(TEXT EXCERPT):
++++

Open josevalim opened this issue 2 years ago • 6 comments

@cigrainger and I were discussing ideas to improve the dataframe API. One of the ideas is to bring dplyr's recent across functionality, so we can do:

|> DF.filter(across(sepal_width < 10))

Or even to filter across multiple columns:

|> DF.filter(across(col <- [sepal_width, petal_width], col < 10))

However, @cigrainger mentioned that we may want to just make DF.filter/2 a macro, so we can write this:

|> DF.filter(col <- [sepal_width, petal_width], col < 10)

The following operations need to support across (or will need to be macros): arrange, filter, summarize, and mutate. The goal is to discuss if we should go with explicit across OR use macros.

across or macros

The benefit of across is Explorer will have a single macro, across, which we will get from ìmport Explorer. However, we will need to type across` almost every time we use one of the operations above, which would make them more verbose.

Macros solve the verbosity problem, at the cost of adding more magic. Also, for every macro API, we should have a non-macro version. However, I think we can easily tackle this by having a _with suffix convention. filter/2 is a macro, that supports the across functionality. filter_with/2 is the version that supports anonymous functions. Then we can have similar with mutate and mutate_with and so on.

++++

(EXTRACTED INFORMATION):
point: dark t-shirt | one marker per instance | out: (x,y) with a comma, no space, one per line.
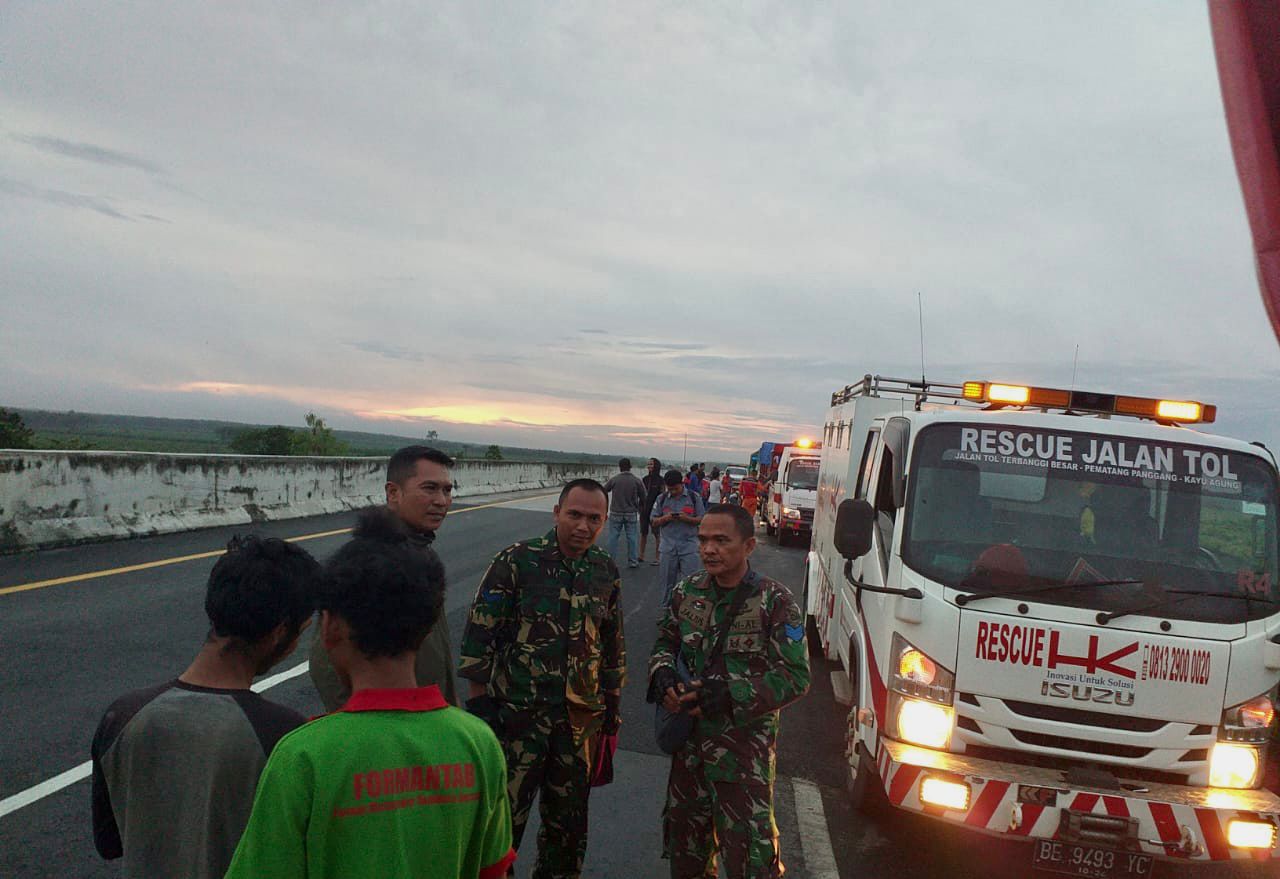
(174,773)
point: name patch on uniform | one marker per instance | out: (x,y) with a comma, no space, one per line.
(695,612)
(748,642)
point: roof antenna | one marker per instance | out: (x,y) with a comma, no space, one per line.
(919,302)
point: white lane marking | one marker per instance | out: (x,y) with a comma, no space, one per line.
(280,677)
(42,790)
(56,783)
(814,837)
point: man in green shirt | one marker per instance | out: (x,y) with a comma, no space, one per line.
(720,796)
(544,654)
(419,491)
(397,783)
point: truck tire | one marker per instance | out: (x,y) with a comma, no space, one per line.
(810,622)
(862,781)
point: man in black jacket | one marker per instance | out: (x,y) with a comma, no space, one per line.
(653,486)
(420,491)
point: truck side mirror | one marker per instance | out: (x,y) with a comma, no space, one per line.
(854,523)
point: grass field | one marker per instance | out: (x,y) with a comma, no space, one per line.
(127,433)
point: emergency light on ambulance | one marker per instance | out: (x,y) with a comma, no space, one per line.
(1087,401)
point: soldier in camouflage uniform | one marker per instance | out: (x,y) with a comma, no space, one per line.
(721,788)
(544,654)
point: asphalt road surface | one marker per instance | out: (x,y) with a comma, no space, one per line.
(68,649)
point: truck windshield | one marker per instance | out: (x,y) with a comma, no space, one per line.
(1001,509)
(803,474)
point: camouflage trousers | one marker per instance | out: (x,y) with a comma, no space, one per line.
(545,758)
(703,818)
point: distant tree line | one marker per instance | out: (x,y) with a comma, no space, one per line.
(81,431)
(14,434)
(315,439)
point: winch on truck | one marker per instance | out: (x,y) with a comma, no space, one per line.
(1036,612)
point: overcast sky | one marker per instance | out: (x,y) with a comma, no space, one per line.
(598,227)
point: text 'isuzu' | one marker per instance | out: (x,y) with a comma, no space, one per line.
(1056,623)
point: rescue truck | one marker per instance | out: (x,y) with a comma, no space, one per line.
(792,495)
(1056,616)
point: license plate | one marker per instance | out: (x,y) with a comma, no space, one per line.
(1075,860)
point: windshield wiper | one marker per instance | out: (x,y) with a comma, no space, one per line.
(1183,595)
(1011,593)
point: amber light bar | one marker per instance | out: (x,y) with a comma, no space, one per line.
(1087,401)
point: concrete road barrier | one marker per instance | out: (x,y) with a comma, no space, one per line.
(59,498)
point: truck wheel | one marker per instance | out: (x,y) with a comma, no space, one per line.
(862,781)
(810,622)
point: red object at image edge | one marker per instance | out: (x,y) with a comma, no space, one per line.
(1247,44)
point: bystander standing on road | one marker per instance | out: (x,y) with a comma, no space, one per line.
(720,796)
(677,513)
(419,494)
(749,490)
(398,783)
(626,499)
(176,765)
(694,479)
(653,486)
(544,655)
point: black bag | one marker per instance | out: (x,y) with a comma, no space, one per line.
(673,728)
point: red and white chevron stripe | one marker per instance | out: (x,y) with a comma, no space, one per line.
(992,807)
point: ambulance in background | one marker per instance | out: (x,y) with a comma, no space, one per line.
(794,493)
(1055,623)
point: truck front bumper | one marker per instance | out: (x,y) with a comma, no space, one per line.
(1029,802)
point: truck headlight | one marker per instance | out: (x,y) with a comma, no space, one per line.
(1233,765)
(1243,833)
(1248,722)
(920,695)
(914,673)
(923,723)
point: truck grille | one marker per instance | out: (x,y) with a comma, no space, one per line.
(1065,764)
(1084,718)
(1141,747)
(1080,745)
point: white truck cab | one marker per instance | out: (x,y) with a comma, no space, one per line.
(1055,625)
(794,495)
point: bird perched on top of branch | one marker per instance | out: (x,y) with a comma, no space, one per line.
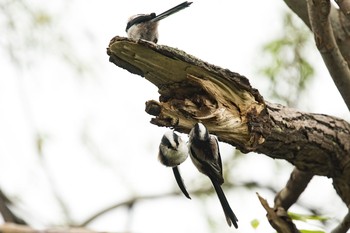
(145,26)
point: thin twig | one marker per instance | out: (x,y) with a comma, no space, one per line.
(278,218)
(296,184)
(344,6)
(344,226)
(6,212)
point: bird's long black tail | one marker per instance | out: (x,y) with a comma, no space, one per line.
(230,216)
(171,11)
(179,181)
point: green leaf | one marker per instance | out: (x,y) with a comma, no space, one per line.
(305,217)
(310,231)
(254,223)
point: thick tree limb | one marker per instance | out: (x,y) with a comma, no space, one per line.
(296,185)
(192,90)
(325,41)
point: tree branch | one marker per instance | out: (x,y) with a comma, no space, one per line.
(295,186)
(344,226)
(338,68)
(192,90)
(344,6)
(15,228)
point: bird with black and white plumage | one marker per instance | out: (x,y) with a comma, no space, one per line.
(173,151)
(205,155)
(145,26)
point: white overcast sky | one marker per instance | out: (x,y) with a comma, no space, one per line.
(108,107)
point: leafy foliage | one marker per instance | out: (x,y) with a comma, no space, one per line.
(287,67)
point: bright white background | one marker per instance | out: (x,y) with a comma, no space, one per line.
(98,145)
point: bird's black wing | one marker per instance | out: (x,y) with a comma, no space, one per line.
(230,216)
(140,19)
(179,181)
(172,11)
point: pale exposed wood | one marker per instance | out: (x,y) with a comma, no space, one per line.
(192,90)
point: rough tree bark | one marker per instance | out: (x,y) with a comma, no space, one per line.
(192,90)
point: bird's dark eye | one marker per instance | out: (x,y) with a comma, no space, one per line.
(176,139)
(166,142)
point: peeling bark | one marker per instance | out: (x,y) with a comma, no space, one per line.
(192,90)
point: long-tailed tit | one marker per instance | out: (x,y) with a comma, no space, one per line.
(172,152)
(205,154)
(145,26)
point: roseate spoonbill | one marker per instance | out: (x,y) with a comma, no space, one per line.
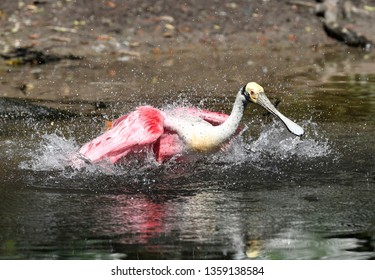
(174,132)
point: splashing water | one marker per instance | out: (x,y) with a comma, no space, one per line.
(274,143)
(53,153)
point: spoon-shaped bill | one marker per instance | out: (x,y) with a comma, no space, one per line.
(290,125)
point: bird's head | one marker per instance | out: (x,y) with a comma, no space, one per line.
(254,93)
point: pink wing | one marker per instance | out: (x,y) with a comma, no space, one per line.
(131,132)
(214,118)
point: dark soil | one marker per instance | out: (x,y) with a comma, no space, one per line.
(134,27)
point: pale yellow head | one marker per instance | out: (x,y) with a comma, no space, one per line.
(253,90)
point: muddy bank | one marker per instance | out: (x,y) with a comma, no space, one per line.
(134,50)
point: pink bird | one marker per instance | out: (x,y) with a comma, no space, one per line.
(173,133)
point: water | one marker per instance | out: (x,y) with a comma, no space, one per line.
(269,196)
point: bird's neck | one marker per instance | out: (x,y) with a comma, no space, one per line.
(227,129)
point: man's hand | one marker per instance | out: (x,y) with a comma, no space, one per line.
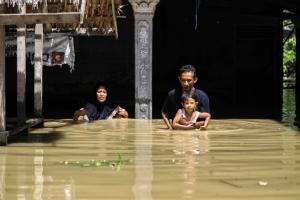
(198,125)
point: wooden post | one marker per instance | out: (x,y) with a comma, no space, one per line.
(297,24)
(38,70)
(21,71)
(143,13)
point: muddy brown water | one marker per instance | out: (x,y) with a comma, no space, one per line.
(232,159)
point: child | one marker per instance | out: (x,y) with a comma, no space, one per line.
(186,117)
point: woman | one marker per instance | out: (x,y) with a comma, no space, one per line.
(98,109)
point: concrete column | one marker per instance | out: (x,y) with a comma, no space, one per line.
(3,132)
(38,71)
(21,71)
(297,24)
(143,13)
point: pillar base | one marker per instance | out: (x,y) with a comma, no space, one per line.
(3,138)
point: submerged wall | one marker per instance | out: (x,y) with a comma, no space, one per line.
(238,57)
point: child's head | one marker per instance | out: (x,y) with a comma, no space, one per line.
(189,102)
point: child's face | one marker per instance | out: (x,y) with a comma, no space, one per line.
(101,94)
(189,105)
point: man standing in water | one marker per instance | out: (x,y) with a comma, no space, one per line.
(187,78)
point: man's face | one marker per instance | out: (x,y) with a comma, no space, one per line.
(101,94)
(187,81)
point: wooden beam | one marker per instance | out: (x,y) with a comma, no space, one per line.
(2,80)
(38,70)
(39,18)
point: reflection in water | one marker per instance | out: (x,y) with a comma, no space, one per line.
(143,160)
(189,145)
(38,174)
(2,173)
(229,160)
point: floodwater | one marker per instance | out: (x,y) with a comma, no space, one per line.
(232,159)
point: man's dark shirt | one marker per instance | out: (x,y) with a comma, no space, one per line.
(97,111)
(173,102)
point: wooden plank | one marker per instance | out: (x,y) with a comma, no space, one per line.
(39,18)
(2,80)
(28,123)
(38,70)
(21,71)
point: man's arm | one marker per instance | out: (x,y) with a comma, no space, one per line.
(176,122)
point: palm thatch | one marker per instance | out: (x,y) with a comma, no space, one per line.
(100,16)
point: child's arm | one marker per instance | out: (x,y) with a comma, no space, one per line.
(207,117)
(176,122)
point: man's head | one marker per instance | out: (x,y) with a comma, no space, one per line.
(187,77)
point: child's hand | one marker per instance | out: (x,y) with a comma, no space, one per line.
(79,115)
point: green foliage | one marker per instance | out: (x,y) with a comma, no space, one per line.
(115,164)
(289,51)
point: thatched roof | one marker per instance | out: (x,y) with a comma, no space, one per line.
(100,16)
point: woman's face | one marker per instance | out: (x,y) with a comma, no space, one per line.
(101,94)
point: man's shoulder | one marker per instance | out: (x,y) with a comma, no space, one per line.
(200,93)
(174,92)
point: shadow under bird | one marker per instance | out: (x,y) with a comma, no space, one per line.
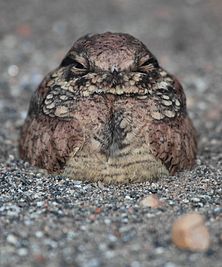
(109,112)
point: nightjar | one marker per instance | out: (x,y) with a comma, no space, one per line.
(109,112)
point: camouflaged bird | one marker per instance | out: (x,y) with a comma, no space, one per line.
(109,112)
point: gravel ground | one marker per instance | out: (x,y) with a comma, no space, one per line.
(53,221)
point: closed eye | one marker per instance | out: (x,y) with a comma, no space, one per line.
(151,61)
(68,61)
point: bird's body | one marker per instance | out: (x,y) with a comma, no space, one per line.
(109,112)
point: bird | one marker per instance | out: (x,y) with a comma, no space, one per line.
(109,112)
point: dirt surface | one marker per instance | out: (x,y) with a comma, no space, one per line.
(54,221)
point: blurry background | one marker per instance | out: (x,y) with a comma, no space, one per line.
(184,35)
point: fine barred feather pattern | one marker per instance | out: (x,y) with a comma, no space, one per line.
(109,112)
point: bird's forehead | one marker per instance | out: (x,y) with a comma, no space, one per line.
(108,49)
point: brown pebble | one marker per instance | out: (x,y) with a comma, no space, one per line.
(189,232)
(151,201)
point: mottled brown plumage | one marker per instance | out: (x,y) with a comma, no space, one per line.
(109,112)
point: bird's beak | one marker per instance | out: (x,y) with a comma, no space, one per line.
(114,69)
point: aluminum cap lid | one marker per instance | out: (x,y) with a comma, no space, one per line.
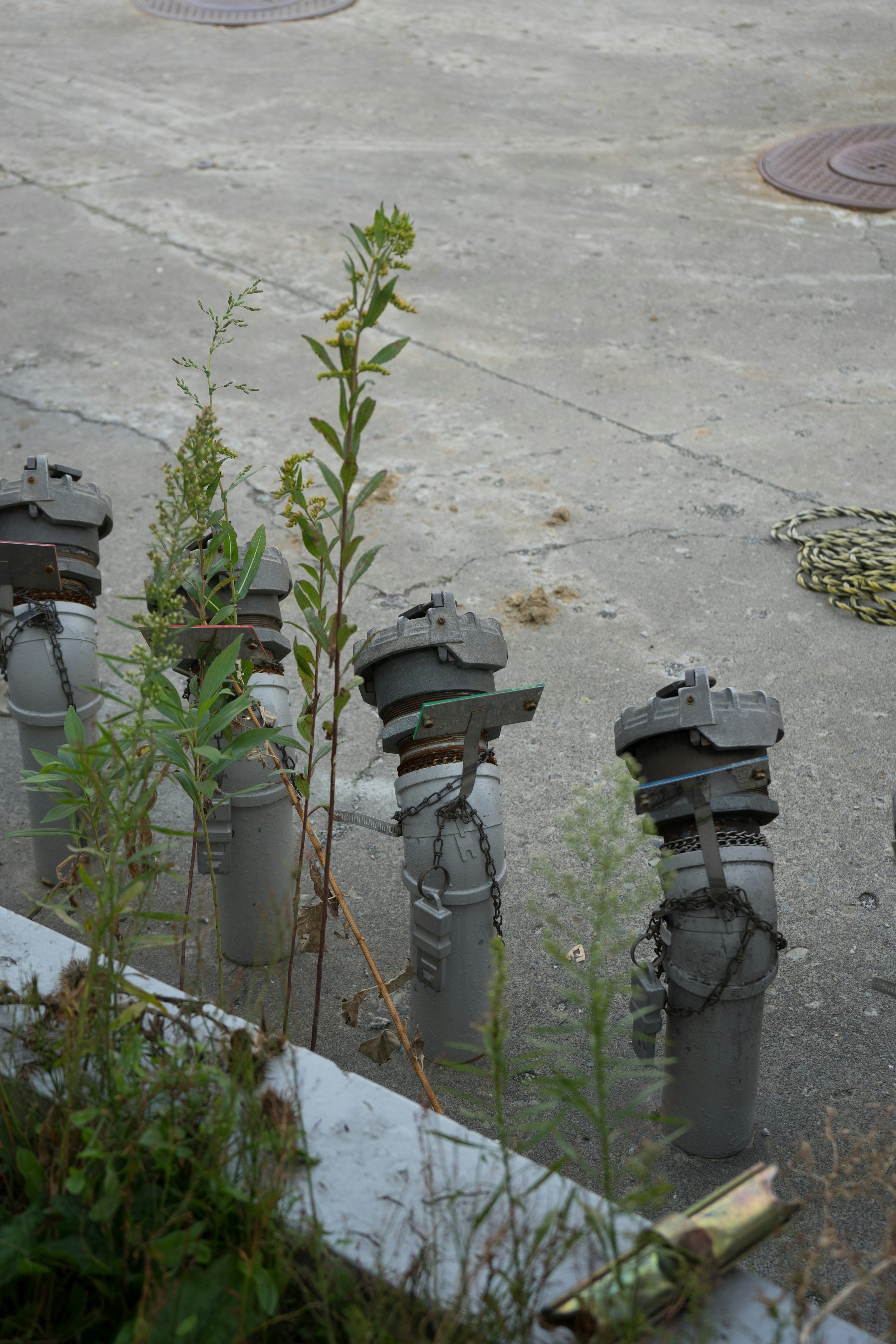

++++

(STATED EXERCISE 1): Pull out every line in the rows above that contains the word "concrete".
(STATED EXERCISE 2): Carry on the issue about using across or macros in the Explorer dataframe API from the end of its last sentence.

(TASK ANSWER 1):
point: concrete road barrier | one marker per instance | out: (x,y) with a comma, no space, one per line.
point: concrete column | one marker per instance | out: (x,y) with a comma, no space, one per line.

(TASK ANSWER 2):
@cigrainger, do you have any further thoughts on the preferred approach?

josevalim avatar May 07 '22 15:05 josevalim

Oh I really like the _with suffix idea! I think having the macro version of filter/mutate/summarise means that eager polars can use the lazy API behind the scenes to permit a more flexible API. This is particularly important for summarise, which right now is really polars-specific and lacking functionality. I also think this will be important for a SQL backend to avoid the need to copy from local to source.

What do I mean by this?

|> mutate(new_column: fn df -> Series.greater(df["column_a "], df["column_b"]) end)

This currently calculates the value of the callback eagerly. What I'd like to be able to do is always capture the column values and turn them into lazy series (expressions). This would mean the backend is getting a uniform value (always receiving a lazy series) that it can do with what it pleases.

I'm particularly excited about summarise because it would mean we can use the lazy groupby functionality. This could yield an API like this, even for eager:

|> DF.group_by("class")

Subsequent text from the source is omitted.